GIVEN INSTRUCTION:
Produce a verbatim copy of the entries listed below.

Location identification entries:
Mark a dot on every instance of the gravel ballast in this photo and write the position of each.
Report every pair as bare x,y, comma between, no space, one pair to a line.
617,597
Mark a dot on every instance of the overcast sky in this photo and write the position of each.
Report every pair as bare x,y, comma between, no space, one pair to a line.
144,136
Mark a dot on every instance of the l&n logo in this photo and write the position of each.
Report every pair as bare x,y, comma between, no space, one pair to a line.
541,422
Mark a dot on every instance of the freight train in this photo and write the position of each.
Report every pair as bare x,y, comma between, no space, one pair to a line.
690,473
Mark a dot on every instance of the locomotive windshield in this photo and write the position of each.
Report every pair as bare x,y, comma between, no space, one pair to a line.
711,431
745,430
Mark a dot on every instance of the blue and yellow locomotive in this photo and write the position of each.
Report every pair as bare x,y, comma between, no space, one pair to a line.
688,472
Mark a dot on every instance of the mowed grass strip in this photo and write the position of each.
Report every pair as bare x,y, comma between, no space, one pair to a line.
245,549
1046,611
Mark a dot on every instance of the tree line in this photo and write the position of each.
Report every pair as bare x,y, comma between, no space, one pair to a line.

SOLUTION BELOW:
Mark a dot on every instance of the gravel ballast in this photo and write the position of each.
Report every pair as bare x,y, comma between, no space, one pair to a line.
617,597
Mark a dot on every instance of the overcast sky in this photo and write the position of each.
Report every pair as bare x,y, comma between, no space, one pair to a line.
144,136
Mark a dot on every instance of the l&n logo in this photo and write the position of each.
Report every pair as bare x,y, comma between, no space, one pair to a line.
541,422
Mark a dot on every instance of the freight train in this photo and write the position of each.
Report every pair as bare x,y, comma between, no space, one pair to a line.
690,473
Mark a dot on every instance of the locomotive windshield in this photo and write the position of each.
Report every pair as bare x,y, comma between, no space, one pair to a line.
711,431
745,430
Mark a dot on every instance of the blue and yellow locomotive in this photo and write the position of each.
Report every pair as bare x,y, comma between, no space, one pair to a line.
688,472
Mark a dot on every instance of the mowed grass strip in this photo and write the position of each.
Report every pair as bare x,y, comma between, no space, one pair to a line.
245,549
1046,611
Mark a dot on every instance of the tree line in this photo and write the position of each.
Report every pair as bare x,y, comma between, no space, one pair to a line.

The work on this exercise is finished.